• [WORK INSTRUCTIONS]:
1/ In the Final Cut Pro for iPad article, on which side of the screen is the Inspector on the iPad version?
2/ Rewrite the Final Cut Pro for iPad article between "Final Cut Pro for iPad is a" and "that much anyway)", inclusive, with "Inspector" changed to "Properties pane".
[start of PROVIDED PASSAGE]
Final Cut Pro for iPad is here at long last. After much rumor and speculation, we had an announcement that it was coming and it’s ready to download in the App Store. It is subscription-based but you can get a free month to try it out.
Apple’s video announcement was impressive. I left that video thinking that Final Cut Pro for iPad looked a lot less like Final Cut Pro than I expected. After using it for a few days, I came to the conclusion below.
Final Cut Pro for iPad is a different beast than Final Cut Pro on the desktop
In fact, the question can be asked, is it Final Cut Pro at all?
Yes, there is a magnetic timeline. Yes, there is keywording. Yes, there is range-based selections. Yes, it runs on Apple hardware. But the similarities could end there.
Here are some key differences that I see between Final Cut Pro for iPad and Final Cut Pro desktop.
- You’ve get a little fader slider for adjusting audio levels
- The Inspector is on the left instead of the right.
- The Browser is on the right instead of the left where you browse everything, including clips, effects, transitions, titles, objects and soundtracks
- There is no Timeline Index
- There are no Libraries or Events
- There is no Precision Editor (but be honest, you don’t use that much anyway)
- There are a significant number of desktop FCP features missing from the iPad version
- There are no Libraries or Events. There are Projects but instead of a project being a timeline, a project is basically an “edit job” that includes everything you need and use for an edit project
Final Cut Pro for iPad is not “iMovie on steroids.”
After Apple’s Final Cut Pro for iPad announcement, I saw a comment that described it as “iMovie on steroids.” First off, the commenter had not touched FCP for iPad and second, it’s much more than that.
There are many, many more controls in FCP for iPad than iMovie. Anyone who has spent any time at all in any video editing application will want to use FCP for iPad over iMovie any day of the week and twice on Sunday. Beyond so many more controls and features, it’s easier to use with just a small bit of instruction.
This article will focus mainly on the craft editing and storytelling tools of Final Cut Pro for iPad. That’s primarily the world I live in, so in my time with this version of Final Cut Pro for iPad I dug into the editorial tools more than some of the more signature effects and iPad-specific features.
The editing tools are quite different from the desktop version of Final Cut Pro
The first thing I noticed on FCP for iPad was the editing tools (or selection modes as they are properly called) in the timeline are quite different. There are less of them and a different one altogether.
While I don’t think anyone will miss the Zoom or the Hand tool the change from the Trim tool to the Edge tool is the most significant IMHO. The Edge tool is like the Trim tool in that you can use it to select both sides of an edit for a rolling trim or one side of an edit for a ripple trim.
[end of PROVIDED PASSAGE]
[start of ENTRIES]
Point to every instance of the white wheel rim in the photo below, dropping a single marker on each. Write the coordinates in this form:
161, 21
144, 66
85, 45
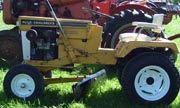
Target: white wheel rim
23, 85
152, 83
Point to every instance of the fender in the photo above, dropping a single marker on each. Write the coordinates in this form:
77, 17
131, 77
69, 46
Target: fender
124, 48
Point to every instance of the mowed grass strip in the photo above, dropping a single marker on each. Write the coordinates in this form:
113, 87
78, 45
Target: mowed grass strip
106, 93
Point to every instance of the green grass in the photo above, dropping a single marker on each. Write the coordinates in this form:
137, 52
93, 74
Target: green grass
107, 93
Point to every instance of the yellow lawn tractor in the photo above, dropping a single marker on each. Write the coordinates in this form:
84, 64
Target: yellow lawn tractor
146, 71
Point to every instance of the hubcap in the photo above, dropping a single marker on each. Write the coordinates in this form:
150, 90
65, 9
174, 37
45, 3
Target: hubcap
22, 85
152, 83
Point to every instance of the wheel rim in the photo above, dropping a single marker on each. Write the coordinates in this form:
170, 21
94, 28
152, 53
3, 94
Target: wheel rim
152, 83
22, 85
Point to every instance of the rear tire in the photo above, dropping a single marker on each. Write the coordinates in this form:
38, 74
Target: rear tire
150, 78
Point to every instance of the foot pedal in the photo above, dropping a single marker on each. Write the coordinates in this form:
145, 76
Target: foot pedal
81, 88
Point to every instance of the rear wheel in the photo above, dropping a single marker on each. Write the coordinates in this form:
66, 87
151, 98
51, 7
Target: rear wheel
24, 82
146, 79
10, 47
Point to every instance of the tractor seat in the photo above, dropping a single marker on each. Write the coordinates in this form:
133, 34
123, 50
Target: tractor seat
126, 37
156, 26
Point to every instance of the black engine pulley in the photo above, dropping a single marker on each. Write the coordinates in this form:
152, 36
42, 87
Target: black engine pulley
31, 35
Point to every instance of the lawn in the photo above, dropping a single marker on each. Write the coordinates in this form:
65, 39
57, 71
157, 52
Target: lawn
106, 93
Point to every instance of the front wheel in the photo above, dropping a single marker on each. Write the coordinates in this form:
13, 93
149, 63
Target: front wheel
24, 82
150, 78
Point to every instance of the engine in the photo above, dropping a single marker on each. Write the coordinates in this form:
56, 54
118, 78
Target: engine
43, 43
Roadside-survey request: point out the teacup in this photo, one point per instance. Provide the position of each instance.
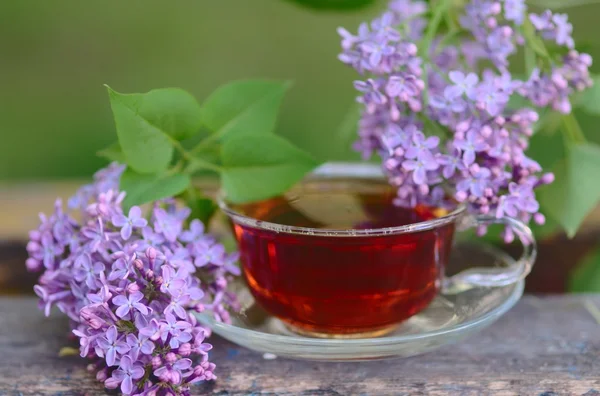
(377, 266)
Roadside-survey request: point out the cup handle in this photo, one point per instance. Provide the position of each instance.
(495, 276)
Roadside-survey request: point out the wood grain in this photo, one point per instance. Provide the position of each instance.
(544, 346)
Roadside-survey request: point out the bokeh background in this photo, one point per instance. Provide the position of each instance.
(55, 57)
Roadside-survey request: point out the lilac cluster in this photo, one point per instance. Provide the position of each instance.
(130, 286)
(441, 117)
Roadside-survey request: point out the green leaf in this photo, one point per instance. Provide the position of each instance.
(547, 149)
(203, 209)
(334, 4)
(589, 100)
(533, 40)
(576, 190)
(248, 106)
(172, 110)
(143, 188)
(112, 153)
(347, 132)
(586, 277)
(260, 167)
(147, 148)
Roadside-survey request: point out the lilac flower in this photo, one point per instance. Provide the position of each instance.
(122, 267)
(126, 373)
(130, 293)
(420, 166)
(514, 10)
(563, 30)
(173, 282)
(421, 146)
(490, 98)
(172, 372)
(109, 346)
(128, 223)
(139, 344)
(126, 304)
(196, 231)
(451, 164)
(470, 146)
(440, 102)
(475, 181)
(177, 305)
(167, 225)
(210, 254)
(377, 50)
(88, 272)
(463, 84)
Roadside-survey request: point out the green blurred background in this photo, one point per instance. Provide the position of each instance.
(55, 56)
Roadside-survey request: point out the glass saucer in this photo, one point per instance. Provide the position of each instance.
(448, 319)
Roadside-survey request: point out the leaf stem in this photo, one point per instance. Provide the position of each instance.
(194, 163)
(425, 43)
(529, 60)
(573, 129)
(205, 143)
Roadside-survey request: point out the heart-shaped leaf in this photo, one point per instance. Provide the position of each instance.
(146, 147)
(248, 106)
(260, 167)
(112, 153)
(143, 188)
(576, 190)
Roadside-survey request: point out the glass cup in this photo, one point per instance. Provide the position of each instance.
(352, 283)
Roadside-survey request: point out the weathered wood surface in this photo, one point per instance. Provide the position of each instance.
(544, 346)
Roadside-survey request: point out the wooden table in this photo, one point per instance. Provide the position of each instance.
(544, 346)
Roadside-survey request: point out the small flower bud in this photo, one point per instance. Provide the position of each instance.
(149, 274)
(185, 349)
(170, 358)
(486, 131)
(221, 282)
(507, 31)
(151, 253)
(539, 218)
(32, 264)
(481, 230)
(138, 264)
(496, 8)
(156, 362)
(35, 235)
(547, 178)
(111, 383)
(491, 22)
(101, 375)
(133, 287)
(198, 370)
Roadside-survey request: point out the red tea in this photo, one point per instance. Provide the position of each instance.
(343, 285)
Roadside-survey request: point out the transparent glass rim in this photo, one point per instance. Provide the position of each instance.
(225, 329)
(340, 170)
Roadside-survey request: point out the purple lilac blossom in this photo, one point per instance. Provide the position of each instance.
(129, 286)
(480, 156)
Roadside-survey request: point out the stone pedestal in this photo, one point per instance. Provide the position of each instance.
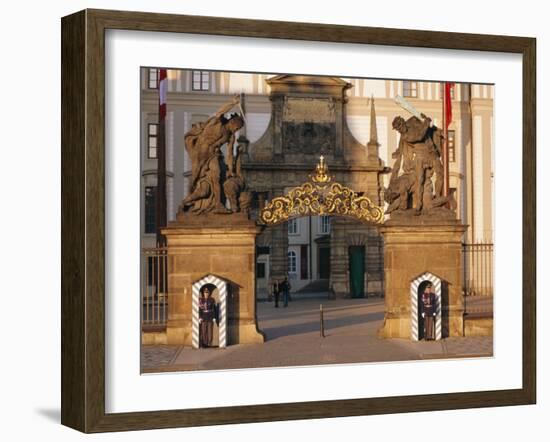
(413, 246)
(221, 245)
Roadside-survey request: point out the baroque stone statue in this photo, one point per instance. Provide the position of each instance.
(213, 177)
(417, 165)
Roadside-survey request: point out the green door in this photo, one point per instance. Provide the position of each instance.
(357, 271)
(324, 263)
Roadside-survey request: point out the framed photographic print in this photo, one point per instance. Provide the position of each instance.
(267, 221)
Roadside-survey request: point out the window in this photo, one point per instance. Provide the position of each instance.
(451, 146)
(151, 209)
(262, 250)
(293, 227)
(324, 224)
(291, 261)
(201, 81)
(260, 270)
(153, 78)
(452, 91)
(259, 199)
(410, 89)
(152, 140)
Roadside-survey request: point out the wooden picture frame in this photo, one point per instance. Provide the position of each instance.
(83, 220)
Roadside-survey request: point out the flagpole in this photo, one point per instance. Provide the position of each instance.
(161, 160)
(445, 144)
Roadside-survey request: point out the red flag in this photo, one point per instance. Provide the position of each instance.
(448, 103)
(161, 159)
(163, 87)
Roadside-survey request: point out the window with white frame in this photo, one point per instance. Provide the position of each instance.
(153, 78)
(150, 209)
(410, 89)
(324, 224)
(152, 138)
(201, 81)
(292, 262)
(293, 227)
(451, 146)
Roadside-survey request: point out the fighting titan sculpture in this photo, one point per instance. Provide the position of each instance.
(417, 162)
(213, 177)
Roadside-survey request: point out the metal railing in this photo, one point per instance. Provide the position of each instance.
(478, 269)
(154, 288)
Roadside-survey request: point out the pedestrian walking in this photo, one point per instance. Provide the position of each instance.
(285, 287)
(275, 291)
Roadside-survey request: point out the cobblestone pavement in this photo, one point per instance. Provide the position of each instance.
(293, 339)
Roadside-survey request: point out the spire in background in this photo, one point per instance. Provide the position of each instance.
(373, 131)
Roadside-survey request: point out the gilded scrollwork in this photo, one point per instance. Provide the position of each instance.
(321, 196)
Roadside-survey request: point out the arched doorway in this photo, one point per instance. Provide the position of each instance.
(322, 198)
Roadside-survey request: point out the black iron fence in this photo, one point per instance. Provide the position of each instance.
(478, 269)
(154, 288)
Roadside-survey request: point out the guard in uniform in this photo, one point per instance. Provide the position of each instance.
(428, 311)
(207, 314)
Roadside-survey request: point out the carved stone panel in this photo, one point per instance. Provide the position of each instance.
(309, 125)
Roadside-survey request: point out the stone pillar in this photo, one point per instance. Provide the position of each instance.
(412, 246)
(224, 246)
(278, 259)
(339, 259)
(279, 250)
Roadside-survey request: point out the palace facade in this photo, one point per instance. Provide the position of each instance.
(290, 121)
[end of ENTRIES]
[start of ENTRIES]
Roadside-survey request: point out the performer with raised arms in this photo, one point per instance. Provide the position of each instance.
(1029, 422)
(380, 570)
[end of ENTRIES]
• [EXERCISE SOLUTIONS]:
1/ On the left, instead of the right.

2/
Final Cut Pro for iPad is a different beast than Final Cut Pro on the desktop
In fact, the question can be asked, is it Final Cut Pro at all?
Yes, there is a magnetic timeline. Yes, there is keywording. Yes, there is range-based selections. Yes, it runs on Apple hardware. But the similarities could end there.
Here are some key differences that I see between Final Cut Pro for iPad and Final Cut Pro desktop.
- You’ve get a little fader slider for adjusting audio levels
- The Properties pane is on the left instead of the right.
- The Browser is on the right instead of the left where you browse everything, including clips, effects, transitions, titles, objects and soundtracks
- There is no Timeline Index
- There are no Libraries or Events
- There is no Precision Editor (but be honest, you don’t use that much anyway)